TEXT BLOCK =
--- begin ---

ADVANCED STUDIES IN CHRISTIAN WORLD VIEWS[1]

Briercrest College

IDST 400

 

Joel L. From, PhD                                                                                               Office: Room # 132

January 4-8, 2011                                                                                              Office Hours: By Appointment

3 Credit Hours                                                                                                    Office: 756-3203

jfrom@briercrest.ca                                                                                           Home: 756-2847

Web-page: www.joelfrom.com

 

 

COURSE DESCRIPTION:

 

This course integrates biblical and general studies, examines the philosophical and historical bases for various world views, and assists each student in developing and articulating a comprehensive world view.

 

Prerequisite: Completion of a minimum of 75 credit hours

 

 

COURSE TEXTBOOKS:

 

Bellah, Robert, et al. Habits of the Heart: Individualism and Commitment in American Life. Berkeley, CA: University of California Press, 1996.  ISBN: 978-0-520-35419-0

 

Course Package: Each student is required to purchase the Advanced Studies course package from the bookstore. The bookstore will send your instructor a notice to confirm your purchase.

 

Class Notes: Each student is required to purchase a voucher for the Advanced Studies in-class notes at the bookstore. These notes will be distributed throughout the week. The bookstore will send your instructor a notice to confirm your purchase.

--- end ---

GIVEN PROBLEM 1 = List the three things the syllabus says this course does, as given in its course description.
GIVEN PROBLEM 2 = Rename "propeller" to "airscrew" in the part of the entries that opens with the line containing "of the round" and closes with the line containing "x=348, y=136", and give only that part with everything else unchanged.

RECORD LIST =
--- begin ---

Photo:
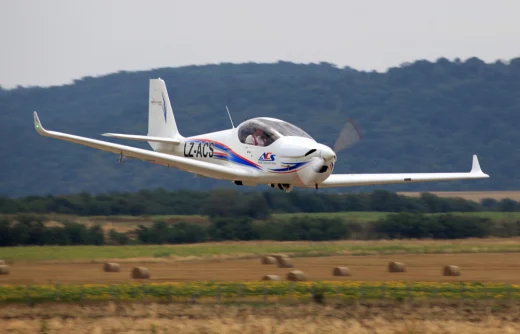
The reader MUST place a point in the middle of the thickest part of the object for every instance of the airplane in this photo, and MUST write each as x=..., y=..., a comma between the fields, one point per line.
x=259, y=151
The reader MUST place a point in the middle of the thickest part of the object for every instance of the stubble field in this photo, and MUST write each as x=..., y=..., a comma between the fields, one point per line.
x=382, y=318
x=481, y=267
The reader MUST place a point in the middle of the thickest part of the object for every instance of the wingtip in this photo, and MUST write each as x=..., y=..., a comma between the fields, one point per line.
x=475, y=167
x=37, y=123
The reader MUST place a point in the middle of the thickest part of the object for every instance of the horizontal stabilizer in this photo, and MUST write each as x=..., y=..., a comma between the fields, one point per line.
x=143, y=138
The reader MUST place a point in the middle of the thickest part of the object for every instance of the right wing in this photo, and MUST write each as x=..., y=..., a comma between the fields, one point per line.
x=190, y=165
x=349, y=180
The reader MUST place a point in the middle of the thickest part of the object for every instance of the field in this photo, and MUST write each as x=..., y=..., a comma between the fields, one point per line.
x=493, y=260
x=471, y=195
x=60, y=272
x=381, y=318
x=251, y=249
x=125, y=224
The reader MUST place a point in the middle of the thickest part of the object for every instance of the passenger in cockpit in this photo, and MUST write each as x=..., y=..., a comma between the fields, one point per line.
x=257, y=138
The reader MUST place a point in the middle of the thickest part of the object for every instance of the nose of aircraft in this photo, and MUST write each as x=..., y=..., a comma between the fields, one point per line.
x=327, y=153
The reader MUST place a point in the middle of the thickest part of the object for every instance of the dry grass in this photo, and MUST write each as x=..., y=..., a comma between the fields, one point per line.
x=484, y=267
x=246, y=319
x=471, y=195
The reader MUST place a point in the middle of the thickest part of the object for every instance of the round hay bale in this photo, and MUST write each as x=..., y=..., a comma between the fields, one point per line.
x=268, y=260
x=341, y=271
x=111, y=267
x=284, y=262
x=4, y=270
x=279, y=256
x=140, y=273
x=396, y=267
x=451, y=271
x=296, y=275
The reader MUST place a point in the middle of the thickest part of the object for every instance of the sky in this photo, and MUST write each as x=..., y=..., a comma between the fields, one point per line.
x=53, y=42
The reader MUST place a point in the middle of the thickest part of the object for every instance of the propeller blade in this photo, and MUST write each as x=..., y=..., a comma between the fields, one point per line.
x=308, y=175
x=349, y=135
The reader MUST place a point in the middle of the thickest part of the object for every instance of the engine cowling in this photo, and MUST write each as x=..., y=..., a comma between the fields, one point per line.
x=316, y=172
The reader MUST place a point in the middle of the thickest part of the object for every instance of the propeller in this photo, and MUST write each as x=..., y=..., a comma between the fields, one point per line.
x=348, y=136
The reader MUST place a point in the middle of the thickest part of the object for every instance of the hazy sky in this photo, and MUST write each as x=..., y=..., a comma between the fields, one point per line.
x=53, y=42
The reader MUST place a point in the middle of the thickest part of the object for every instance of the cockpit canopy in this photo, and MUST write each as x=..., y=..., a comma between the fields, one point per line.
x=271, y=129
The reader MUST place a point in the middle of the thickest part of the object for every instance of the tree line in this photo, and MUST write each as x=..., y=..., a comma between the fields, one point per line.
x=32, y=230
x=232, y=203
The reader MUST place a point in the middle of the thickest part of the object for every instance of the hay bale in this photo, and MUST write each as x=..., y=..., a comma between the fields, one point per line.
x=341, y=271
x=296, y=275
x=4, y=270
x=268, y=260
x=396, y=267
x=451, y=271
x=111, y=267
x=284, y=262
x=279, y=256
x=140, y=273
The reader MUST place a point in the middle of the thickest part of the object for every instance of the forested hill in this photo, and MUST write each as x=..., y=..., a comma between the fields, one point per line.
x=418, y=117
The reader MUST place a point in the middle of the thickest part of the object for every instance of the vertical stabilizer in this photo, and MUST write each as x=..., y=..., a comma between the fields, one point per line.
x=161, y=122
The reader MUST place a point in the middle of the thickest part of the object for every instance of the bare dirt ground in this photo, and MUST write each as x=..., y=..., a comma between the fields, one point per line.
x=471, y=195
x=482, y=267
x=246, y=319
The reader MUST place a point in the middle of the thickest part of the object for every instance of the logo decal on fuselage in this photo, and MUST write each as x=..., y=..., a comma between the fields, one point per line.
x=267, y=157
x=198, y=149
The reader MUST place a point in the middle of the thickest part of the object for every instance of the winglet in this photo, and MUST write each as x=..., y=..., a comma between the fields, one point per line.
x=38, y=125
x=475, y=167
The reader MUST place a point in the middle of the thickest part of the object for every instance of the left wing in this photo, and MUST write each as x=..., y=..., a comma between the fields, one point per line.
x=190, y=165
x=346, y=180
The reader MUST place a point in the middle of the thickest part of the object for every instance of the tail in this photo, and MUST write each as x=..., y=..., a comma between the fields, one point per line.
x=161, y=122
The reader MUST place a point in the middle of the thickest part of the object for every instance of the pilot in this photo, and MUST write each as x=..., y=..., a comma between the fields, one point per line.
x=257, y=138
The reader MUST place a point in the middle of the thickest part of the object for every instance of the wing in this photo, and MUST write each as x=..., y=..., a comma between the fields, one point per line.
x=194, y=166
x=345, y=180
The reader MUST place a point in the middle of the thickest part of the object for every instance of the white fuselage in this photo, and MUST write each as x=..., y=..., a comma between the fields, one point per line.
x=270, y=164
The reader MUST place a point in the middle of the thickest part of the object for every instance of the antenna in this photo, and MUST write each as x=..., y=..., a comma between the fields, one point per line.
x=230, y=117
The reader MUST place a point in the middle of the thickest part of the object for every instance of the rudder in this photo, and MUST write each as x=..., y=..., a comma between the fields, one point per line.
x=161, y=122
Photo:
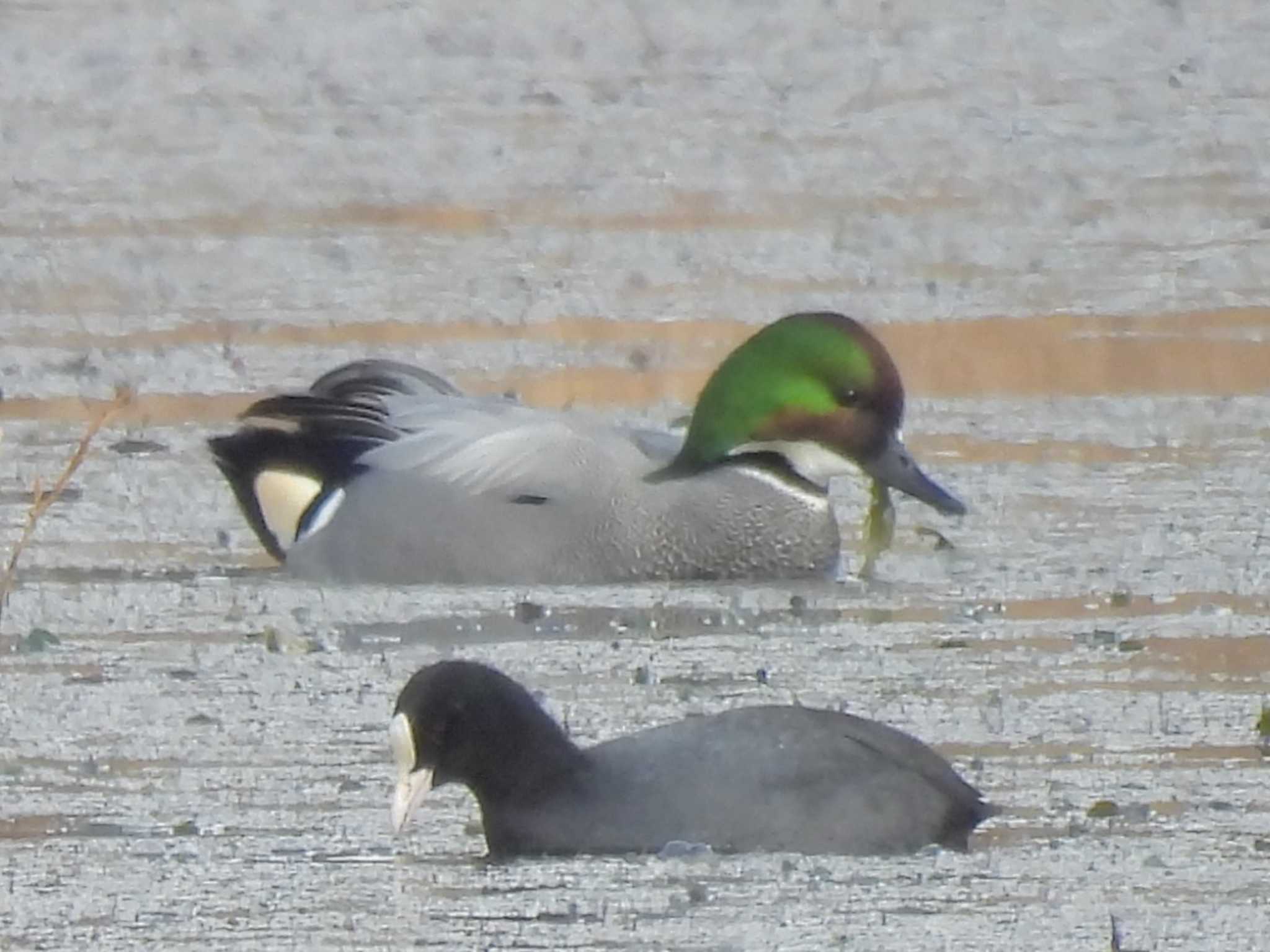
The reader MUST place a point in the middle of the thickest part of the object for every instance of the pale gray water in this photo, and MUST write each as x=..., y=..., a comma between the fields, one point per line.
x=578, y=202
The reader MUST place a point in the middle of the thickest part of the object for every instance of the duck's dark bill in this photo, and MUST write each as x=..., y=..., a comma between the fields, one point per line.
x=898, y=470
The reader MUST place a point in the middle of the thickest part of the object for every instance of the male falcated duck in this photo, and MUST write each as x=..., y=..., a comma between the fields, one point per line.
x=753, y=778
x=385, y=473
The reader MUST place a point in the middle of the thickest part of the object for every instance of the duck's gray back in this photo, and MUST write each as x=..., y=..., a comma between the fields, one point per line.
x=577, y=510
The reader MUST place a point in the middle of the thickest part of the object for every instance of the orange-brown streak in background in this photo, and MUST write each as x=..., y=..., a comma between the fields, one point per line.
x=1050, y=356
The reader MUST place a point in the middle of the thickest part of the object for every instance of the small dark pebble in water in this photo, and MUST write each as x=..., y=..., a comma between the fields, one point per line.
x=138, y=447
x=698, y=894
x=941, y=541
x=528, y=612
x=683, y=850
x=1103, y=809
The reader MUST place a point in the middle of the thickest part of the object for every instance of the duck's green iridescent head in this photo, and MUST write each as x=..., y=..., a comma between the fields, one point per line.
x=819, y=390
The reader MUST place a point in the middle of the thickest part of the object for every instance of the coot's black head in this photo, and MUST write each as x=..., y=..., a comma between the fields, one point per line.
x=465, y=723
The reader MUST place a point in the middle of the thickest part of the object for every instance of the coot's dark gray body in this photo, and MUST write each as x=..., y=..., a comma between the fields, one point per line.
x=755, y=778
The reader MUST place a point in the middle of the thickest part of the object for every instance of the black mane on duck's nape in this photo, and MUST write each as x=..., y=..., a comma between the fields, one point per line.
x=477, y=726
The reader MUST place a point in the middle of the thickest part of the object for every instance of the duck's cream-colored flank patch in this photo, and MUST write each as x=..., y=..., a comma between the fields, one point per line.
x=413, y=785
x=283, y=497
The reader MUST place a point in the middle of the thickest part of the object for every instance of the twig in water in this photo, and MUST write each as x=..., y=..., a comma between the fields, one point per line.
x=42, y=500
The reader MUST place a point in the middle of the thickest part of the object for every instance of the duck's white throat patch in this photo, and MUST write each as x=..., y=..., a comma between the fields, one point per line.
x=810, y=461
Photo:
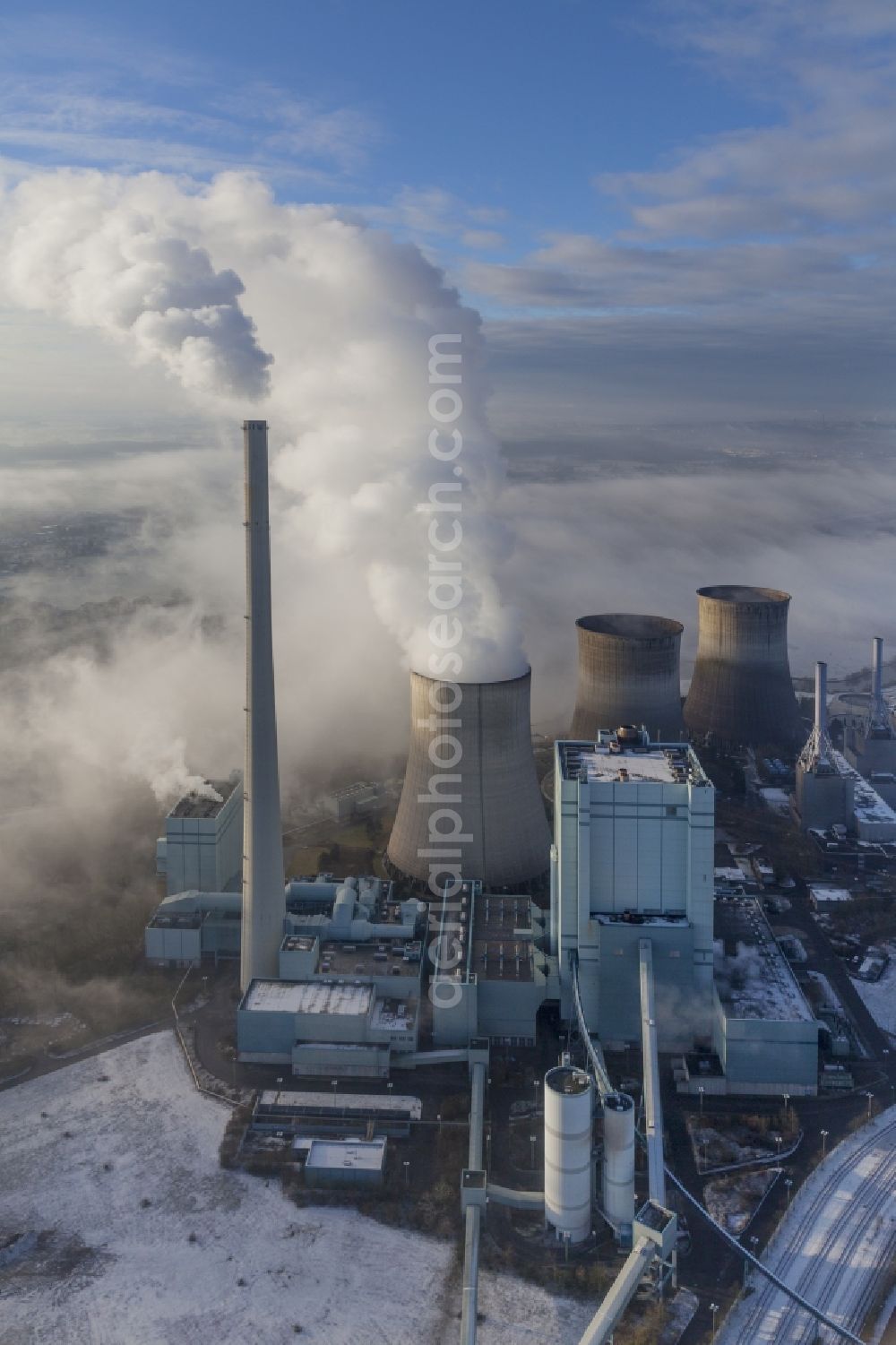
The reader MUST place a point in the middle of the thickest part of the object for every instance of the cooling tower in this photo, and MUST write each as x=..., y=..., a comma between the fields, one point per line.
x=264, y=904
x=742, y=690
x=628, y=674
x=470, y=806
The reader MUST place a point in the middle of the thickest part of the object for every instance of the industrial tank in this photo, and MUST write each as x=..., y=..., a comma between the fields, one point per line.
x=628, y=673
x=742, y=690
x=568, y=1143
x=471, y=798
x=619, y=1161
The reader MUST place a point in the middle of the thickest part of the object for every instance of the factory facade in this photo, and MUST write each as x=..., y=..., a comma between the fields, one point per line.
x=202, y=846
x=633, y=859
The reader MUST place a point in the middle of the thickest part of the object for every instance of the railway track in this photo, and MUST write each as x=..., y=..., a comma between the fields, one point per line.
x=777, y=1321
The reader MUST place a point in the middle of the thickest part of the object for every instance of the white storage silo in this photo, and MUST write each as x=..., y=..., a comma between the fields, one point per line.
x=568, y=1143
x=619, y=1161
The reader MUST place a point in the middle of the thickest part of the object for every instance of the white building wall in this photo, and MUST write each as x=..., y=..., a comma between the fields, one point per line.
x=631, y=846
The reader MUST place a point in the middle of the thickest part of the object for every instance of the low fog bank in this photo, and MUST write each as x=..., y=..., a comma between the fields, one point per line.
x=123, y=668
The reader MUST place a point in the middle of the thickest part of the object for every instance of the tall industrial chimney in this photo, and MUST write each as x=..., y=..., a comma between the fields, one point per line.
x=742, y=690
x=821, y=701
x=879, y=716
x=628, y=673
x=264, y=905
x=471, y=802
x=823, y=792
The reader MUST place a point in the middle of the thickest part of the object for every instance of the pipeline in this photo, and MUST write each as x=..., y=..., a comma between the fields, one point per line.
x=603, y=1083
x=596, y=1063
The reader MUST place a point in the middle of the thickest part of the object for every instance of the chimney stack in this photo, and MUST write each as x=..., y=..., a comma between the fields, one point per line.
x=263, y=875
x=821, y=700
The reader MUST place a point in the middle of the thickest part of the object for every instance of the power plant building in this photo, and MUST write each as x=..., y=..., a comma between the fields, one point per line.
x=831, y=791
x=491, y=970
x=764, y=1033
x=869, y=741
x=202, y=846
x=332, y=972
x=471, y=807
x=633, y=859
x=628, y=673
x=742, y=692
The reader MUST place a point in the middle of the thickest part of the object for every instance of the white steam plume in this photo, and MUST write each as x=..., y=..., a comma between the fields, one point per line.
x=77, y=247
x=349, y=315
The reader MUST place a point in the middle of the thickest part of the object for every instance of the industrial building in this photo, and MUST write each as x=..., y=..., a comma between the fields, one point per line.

--- end ---

FULL SOLUTION 1 =
- It integrates biblical and general studies.
- It examines the philosophical and historical bases for various world views.
- It assists each student in developing and articulating a comprehensive world view.

FULL SOLUTION 2 =
The reader MUST place a point in the middle of the thickest part of the object for every instance of the round hay bale in this photo, and MUST write each as x=..., y=..., a comma between the fields, one point per line.
x=268, y=260
x=341, y=271
x=111, y=267
x=284, y=262
x=4, y=270
x=279, y=256
x=140, y=273
x=396, y=267
x=451, y=271
x=296, y=275
The reader MUST place a point in the middle of the thickest part of the object for every instance of the sky in this photo, and MUST write each as x=..., y=..., a comma between the fields, one point per line.
x=53, y=42
The reader MUST place a point in the middle of the thickest part of the object for every instance of the airscrew blade in this photo, and MUST write each as x=..., y=..., a comma between the fields, one point per line.
x=308, y=175
x=349, y=135
The reader MUST place a point in the middle of the thickest part of the object for every instance of the engine cowling in this photo, and MUST write each as x=..., y=..., a comma between the fields, one point per line.
x=316, y=172
The reader MUST place a point in the middle of the thickest part of the object for every instance of the airscrew in this photo, and MUST write each as x=..., y=..., a comma between the fields, one point per line.
x=348, y=136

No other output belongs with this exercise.